REQUIREMENT: Copy out all of the material below, swapping each "integer" for "whole-number" and keeping everything else unchanged.

─── DATASET EXTRACT

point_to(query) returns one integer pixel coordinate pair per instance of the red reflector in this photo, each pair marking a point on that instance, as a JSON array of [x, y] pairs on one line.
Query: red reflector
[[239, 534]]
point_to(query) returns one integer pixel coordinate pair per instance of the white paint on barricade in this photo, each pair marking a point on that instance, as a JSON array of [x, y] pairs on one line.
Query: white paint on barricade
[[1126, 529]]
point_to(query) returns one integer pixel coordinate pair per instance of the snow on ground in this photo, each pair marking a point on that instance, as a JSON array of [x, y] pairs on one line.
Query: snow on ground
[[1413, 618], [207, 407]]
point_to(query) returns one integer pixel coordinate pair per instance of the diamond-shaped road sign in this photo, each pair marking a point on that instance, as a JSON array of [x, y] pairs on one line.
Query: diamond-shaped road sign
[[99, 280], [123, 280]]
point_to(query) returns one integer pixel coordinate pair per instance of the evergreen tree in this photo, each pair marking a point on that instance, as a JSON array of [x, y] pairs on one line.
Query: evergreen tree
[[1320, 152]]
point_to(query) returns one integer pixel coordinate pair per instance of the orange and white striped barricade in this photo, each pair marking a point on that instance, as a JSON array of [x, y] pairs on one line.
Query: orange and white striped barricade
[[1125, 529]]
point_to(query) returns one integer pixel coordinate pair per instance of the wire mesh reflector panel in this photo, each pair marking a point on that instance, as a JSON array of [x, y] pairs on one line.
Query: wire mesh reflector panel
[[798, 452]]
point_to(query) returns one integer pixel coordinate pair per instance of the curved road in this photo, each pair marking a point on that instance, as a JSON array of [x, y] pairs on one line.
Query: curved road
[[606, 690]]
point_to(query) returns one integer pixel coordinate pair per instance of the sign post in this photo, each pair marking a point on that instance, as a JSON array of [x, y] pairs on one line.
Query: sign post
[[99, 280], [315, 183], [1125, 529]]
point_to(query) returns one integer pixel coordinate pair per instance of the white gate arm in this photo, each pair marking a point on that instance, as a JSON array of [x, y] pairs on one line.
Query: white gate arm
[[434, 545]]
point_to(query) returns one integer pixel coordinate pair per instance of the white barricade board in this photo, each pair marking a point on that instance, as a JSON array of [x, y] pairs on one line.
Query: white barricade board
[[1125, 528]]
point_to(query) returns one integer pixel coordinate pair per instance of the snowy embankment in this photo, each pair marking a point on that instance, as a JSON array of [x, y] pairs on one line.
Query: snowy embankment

──────

COMPLETE ANSWER:
point_to(query) returns one whole-number pixel coordinate pair per instance of the red reflector in this photo, each pair marking a point on that instance, as a JSON array of [x, y] pairs on one line.
Query: red reflector
[[239, 534]]
point_to(query) returns one whole-number pixel coordinate pair per instance of the white paint on barricade in this photo, each pair marking a point on that instance, as a JSON array of [x, y] pairs on one line.
Query: white paint on barricade
[[1126, 529]]
point_to(query) returns one whole-number pixel coordinate pair per instance of the snow on ground in this photo, each pair marking a point on that instance, as a JSON array of [x, y] pairs on one line.
Query: snow on ground
[[1413, 618], [207, 407]]
point_to(query) returns one whole-number pixel coordinate pair per instance of the diamond-shaped road sign in this photo, each pair marking a point on that instance, as a JSON array of [x, y] pairs on one line.
Query: diamond-shaped road sign
[[99, 280], [123, 280]]
point_to(query) returns one whole-number pixel coordinate pair per instance of the evergreen tree in this photo, each pair marking a point on that instance, as a JSON array of [x, y] pairs on one line.
Query: evergreen tree
[[1320, 152]]
point_to(query) returns one whole-number pixel coordinate pair per instance of the orange and white striped barricade in this photo, each pair marking a point on that instance, as a JSON array of [x, y] pairs on one line.
Query: orange and white striped barricade
[[1125, 529]]
point_to(query) returns one whole-number pixel coordinate pair per instance of the wire mesh reflector panel in this photo, each pair marking a point on that instance, as a JSON array of [x, y] pairs on one line.
Query: wire mesh reflector panel
[[798, 452]]
point_to(query) returns one whole-number pixel coordinate pair per instance of the curved road in this photo, each pair marking a point on that instance, as a JSON array of [x, y] pairs on one line.
Query: curved road
[[606, 690]]
point_to(query) returns one whole-number pixel coordinate pair per instance of the sign post in this photo, each pair marking a point on that instance, as a JSON array of [x, y] pairs on one line.
Query: sign post
[[99, 280], [315, 183], [1125, 529]]
point_to(query) returns one whole-number pixel coordinate pair per instance of the white gate arm in this photo, each pair marking a point on that instance, as a JSON array of [x, y] pairs on one line.
Query: white gate arm
[[434, 545]]
point_to(query) returns one whole-number pixel coordinate pair per instance of the white barricade board in this photo, each pair marking a point on that instance, as a JSON array of [x, y] pairs on one line.
Query: white barricade board
[[1125, 528]]
point_to(query) returns one whole-number pixel coordinate pair per instance of the snowy embankment in this photo, each pair marking a point on that instance, as a JSON array of [x, y] pairs on one line.
Query: snowy embankment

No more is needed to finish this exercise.